• [Text shown]

########################################

Monitoring

This guide covers monitoring strategies for your Palpo server to ensure reliability and performance.

Key Metrics to Monitor

Server Health

Metric	Description	Alert Threshold
CPU Usage	Server CPU utilization	>80% sustained
Memory Usage	RAM utilization	>85%
Disk Space	Storage utilization	>80%
Disk I/O	Read/write operations	High latency

Application Metrics

Metric	Description	Alert Threshold
HTTP Response Time	API latency	>500ms p95
Error Rate	5xx responses	>1%
Active Connections	Concurrent users	Near max limit
Federation Queue	Pending federation events	Growing continuously

Database Metrics

Metric	Description	Alert Threshold
Query Time	Database query latency	>100ms average
Connection Pool	Active connections	>80% pool size
Replication Lag	If using replicas	>10 seconds
Table Bloat	Dead tuples	>20% table size

Logging Configuration

Basic Logging

Configure logging in your palpo.toml:

[logger]
# Log level: trace, debug, info, warn, error
level = "info"
# Output format: json, pretty
format = "json"
# Enable ANSI colors (for terminal output)
color = false

Structured Logging

For production, use JSON format for easier parsing:

[logger]
format = "json"

########################################

• [Material]
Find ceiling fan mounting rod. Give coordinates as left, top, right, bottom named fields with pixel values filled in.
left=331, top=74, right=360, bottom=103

########################################

• [Written instruction 1] Summarize the monitoring guide in two sentences.
• [Written instruction 2] Duplicate the monitoring guide from "Configure logging in" up to and including "(for terminal output)".
The listing has no connection to the monitoring guide.

• [Task response 1] The guide covers monitoring strategies for a Palpo server to ensure reliability and performance, and it lists key server health, application, and database metrics with alert thresholds for each. It also explains how to configure logging in palpo.toml and recommends the JSON format in production for easier parsing.

• [Task response 2]
Configure logging in your palpo.toml:

[logger]
# Log level: trace, debug, info, warn, error
level = "info"
# Output format: json, pretty
format = "json"
# Enable ANSI colors (for terminal output)